*JOB*. Copy the rows that follow, replacing "bare tree" with "leafless tree" and leaving everything else the same. Omit the pictures from your copy.
_ _ _ _
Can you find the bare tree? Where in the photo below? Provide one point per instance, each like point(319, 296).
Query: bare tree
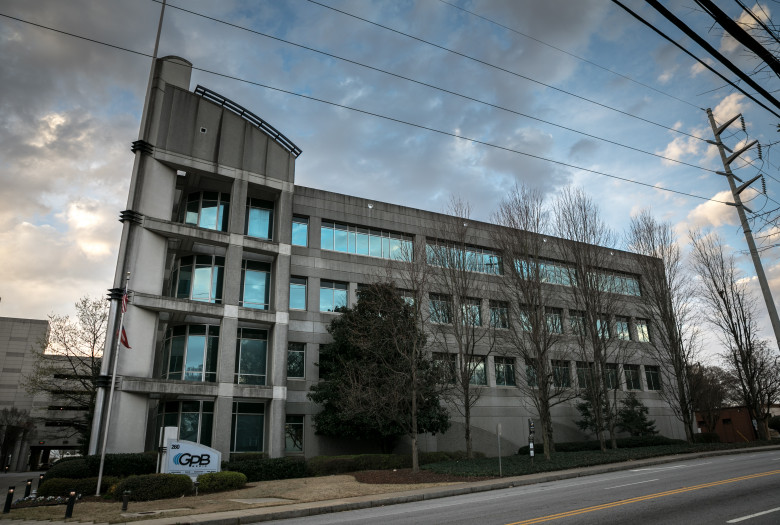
point(730, 309)
point(585, 243)
point(67, 367)
point(667, 290)
point(15, 426)
point(458, 282)
point(708, 393)
point(535, 337)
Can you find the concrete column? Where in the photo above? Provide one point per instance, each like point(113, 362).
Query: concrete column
point(223, 421)
point(238, 196)
point(231, 288)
_ _ _ _
*SOLUTION TO THE EXERCISE*.
Can you find the leafless tree? Where in the photo below? Provide one point per instance, each like point(319, 296).
Query: leafless tree
point(730, 309)
point(585, 243)
point(67, 367)
point(667, 290)
point(15, 426)
point(458, 282)
point(708, 393)
point(535, 337)
Can you find the concrete column? Where in the photo above? Provide one point per instance, each like point(113, 362).
Query: concrete column
point(223, 421)
point(238, 196)
point(231, 288)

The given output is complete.